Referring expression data
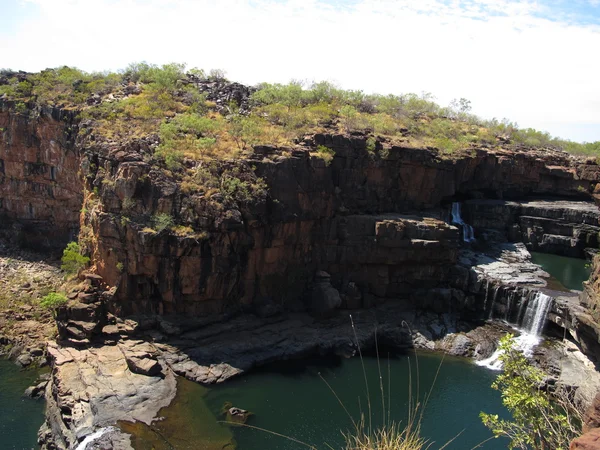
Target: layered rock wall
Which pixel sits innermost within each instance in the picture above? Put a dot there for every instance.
(40, 188)
(567, 228)
(264, 256)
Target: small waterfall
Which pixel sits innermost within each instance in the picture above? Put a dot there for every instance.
(91, 438)
(468, 233)
(535, 314)
(530, 326)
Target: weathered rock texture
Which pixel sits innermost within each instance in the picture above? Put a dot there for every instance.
(41, 192)
(551, 226)
(95, 387)
(348, 219)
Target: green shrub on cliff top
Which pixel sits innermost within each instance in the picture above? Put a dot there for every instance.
(72, 260)
(53, 300)
(161, 222)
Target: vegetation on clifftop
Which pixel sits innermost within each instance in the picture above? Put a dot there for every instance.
(167, 100)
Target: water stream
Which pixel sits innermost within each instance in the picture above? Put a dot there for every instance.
(468, 233)
(530, 326)
(291, 399)
(566, 273)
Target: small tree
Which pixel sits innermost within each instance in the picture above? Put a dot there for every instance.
(52, 301)
(539, 422)
(72, 260)
(162, 221)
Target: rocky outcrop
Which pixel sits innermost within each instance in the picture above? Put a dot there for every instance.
(550, 226)
(264, 255)
(41, 192)
(95, 387)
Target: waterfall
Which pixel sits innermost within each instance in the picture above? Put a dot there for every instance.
(468, 233)
(530, 326)
(91, 438)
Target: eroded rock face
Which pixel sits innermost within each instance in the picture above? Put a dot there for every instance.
(263, 256)
(551, 226)
(41, 192)
(95, 387)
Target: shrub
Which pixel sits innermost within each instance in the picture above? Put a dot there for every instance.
(53, 300)
(162, 221)
(326, 154)
(72, 260)
(539, 422)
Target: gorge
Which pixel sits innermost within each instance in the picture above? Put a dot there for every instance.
(262, 258)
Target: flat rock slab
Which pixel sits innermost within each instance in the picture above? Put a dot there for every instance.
(97, 387)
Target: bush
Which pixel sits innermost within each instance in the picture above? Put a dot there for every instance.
(162, 221)
(326, 154)
(539, 422)
(53, 300)
(72, 260)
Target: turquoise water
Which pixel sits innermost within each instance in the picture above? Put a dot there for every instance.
(20, 418)
(570, 272)
(296, 402)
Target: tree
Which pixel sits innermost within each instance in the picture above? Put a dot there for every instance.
(72, 260)
(538, 421)
(53, 300)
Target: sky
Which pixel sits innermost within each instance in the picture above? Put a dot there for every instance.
(533, 62)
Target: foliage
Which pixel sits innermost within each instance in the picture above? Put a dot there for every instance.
(538, 421)
(326, 154)
(53, 300)
(72, 260)
(235, 183)
(147, 98)
(189, 134)
(161, 222)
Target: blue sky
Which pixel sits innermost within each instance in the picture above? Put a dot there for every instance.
(534, 62)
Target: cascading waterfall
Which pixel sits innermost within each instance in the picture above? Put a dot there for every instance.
(91, 438)
(530, 326)
(468, 233)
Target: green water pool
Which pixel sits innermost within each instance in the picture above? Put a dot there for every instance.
(20, 418)
(294, 401)
(569, 272)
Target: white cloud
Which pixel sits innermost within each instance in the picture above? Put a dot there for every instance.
(499, 53)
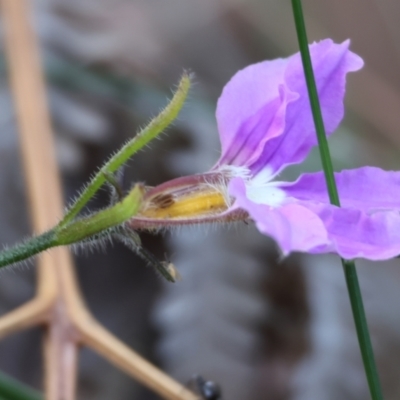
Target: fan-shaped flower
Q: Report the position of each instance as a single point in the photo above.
(265, 124)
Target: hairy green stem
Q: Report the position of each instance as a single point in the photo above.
(77, 231)
(353, 286)
(28, 248)
(152, 130)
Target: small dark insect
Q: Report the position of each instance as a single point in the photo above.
(208, 390)
(163, 200)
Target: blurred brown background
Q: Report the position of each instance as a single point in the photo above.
(261, 328)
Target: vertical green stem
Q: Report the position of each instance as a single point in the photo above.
(350, 272)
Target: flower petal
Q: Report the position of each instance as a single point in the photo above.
(354, 233)
(366, 188)
(331, 63)
(293, 226)
(250, 90)
(268, 103)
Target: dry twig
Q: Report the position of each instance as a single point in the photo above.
(58, 304)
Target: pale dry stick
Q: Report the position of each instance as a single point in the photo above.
(58, 303)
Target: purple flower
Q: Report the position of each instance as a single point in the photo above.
(265, 124)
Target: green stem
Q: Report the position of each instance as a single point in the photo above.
(28, 249)
(152, 130)
(78, 230)
(11, 389)
(353, 286)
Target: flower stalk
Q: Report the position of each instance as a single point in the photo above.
(353, 286)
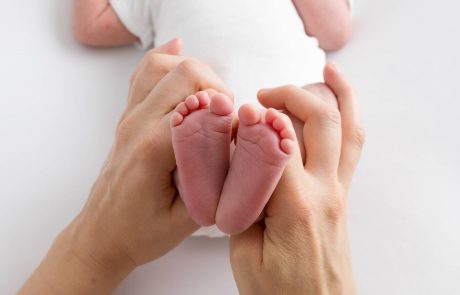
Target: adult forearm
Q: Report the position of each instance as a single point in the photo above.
(66, 270)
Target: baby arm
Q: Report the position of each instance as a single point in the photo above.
(327, 20)
(95, 23)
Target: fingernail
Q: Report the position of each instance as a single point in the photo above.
(264, 90)
(335, 67)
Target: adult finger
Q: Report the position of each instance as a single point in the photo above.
(352, 132)
(156, 64)
(322, 132)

YOUR INSTRUCTIONS ::
Please repeat all of the data exactly as it stands, leaving the pictures out.

ANSWER BOX ::
Target: layered rock wall
Which pixel sits innermost within each instance in the picture above? Put a dot there for every instance.
(40, 188)
(567, 228)
(264, 256)
Target: small waterfall
Which pixel sits innermost within each instance in the picture above? Put a dot there for every instance.
(91, 438)
(468, 233)
(535, 314)
(530, 326)
Target: weathered rock texture
Which pixel sits innermost within each instance in the picture above? Put a dot there for every instance.
(41, 192)
(551, 226)
(95, 387)
(348, 219)
Target: green shrub on cliff top
Which pixel sits innermost within each instance in the picture above? Put a dot there for every instance.
(72, 260)
(53, 300)
(161, 222)
Target: vegetation on clifftop
Which pixel sits innermost within each instance in the picture above? Put a dot there for every instance.
(167, 100)
Target: water stream
Which pixel sits innermost within each instance in the picture above? Put a dot there for every instance.
(468, 233)
(530, 326)
(291, 399)
(566, 273)
Target: small tree
Which pixel sits innermost within each instance in the picture above? Put a dot there for every instance.
(52, 301)
(539, 422)
(72, 260)
(162, 221)
Target: rocky outcrop
Which pixel sits innermost within each instance in the picture above? Put a dot there for every instance.
(550, 226)
(264, 255)
(41, 192)
(95, 387)
Target: waterfall
Which pixel sits innermost within each instance in the picture above? Put a dot there for every instance.
(468, 233)
(530, 326)
(91, 438)
Target: eroded rock face
Which pixel sits innermost within each instance in the picture above? Put a dot there for every instance.
(263, 256)
(551, 226)
(41, 192)
(95, 387)
Target: shrub
Which pixel sits innermost within each instance in the picture above? Put a dot there for every instance.
(53, 300)
(162, 221)
(326, 154)
(72, 260)
(539, 422)
Target: gorge
Which pixel sits innermost within each instance in the picture above? Put a dot there for every instance.
(262, 258)
Target: flat rock slab
Which pixel sits innermost within each instance in the picture above? Put a dot there for every instance.
(97, 387)
Target: bush
Which pixel sits innermost within each instance in the picture above? Put a dot there for every instance.
(162, 221)
(326, 154)
(539, 422)
(53, 300)
(72, 260)
Target: turquoise water
Which pixel sits innermost within each instance in the picture above? Put a dot there for every instance.
(20, 418)
(570, 272)
(296, 402)
Target: tree
Which pixel sits innermost within each instance in the picture above? Put a dot there for every instance.
(72, 260)
(538, 421)
(53, 300)
Target: sky
Which pixel sits innermost within each instance in the picture above? Put a dot there for every instance.
(533, 62)
Target: foliage
Which pixel sits innermost within each instance in the picture above? Put a dot there for every instance.
(538, 421)
(326, 154)
(53, 300)
(72, 260)
(235, 183)
(147, 98)
(189, 134)
(161, 222)
Target: blue sky
Which pixel sits innermost within each instance in the picture above? Put a dot there for every instance.
(534, 62)
Target: cascading waterfall
Which pixel sits innermost within each instance in the picture above? Put a dot there for every instance.
(91, 438)
(530, 326)
(468, 233)
Target: green water pool
Which pixel sits innermost within each instance in the picture above? Put a dot there for every instance.
(20, 418)
(294, 401)
(569, 272)
Target: white cloud
Which pixel sits innermost within each instance in the picture above? Put a dot there for every instance.
(499, 53)
Target: fan-shaped flower
Q: Report the position of each instance as a single point in the photo above.
(265, 124)
Target: hairy green stem
Q: Report the position of each instance as a single point in the photo above.
(77, 231)
(353, 286)
(28, 248)
(152, 130)
Target: small dark insect
Q: Report the position of each instance as a single point in the photo above.
(208, 390)
(163, 200)
Target: blurred brown background
Q: Report the position of each instance as a single point in the photo above.
(261, 328)
Target: vertical green stem
Q: Report the position of each instance as a single point in the photo above.
(350, 272)
Target: flower petal
Q: Report the position of each instance as a single point in the photo above.
(354, 233)
(366, 188)
(331, 63)
(293, 226)
(250, 90)
(268, 103)
Target: dry twig
Q: Report the position of each instance as a single point in the photo above.
(58, 304)
Target: pale dry stick
Q: Report the position of each instance as a single point in the photo above.
(58, 303)
Target: purple flower
Q: Report the position of each instance as a single point in the photo above.
(265, 124)
Target: green stem
Q: Report the position of each instance as a single point in the photo above.
(28, 249)
(152, 130)
(78, 230)
(11, 389)
(353, 286)
Target: flower stalk
Q: Report the position of each instance as a single point in the photo above.
(353, 286)
Target: adult forearm
Q: Report the position of each instance as a single point in the photo above.
(66, 270)
Target: baby arm
Q: Report the position of each instance as a single point in the photo above.
(327, 20)
(95, 23)
Target: fingernail
Q: Report the position of each instance as a single point in the photo above.
(264, 90)
(335, 67)
Target: adult finger
Q: Report the position of each instance as a single point in the photo above.
(352, 132)
(156, 64)
(322, 132)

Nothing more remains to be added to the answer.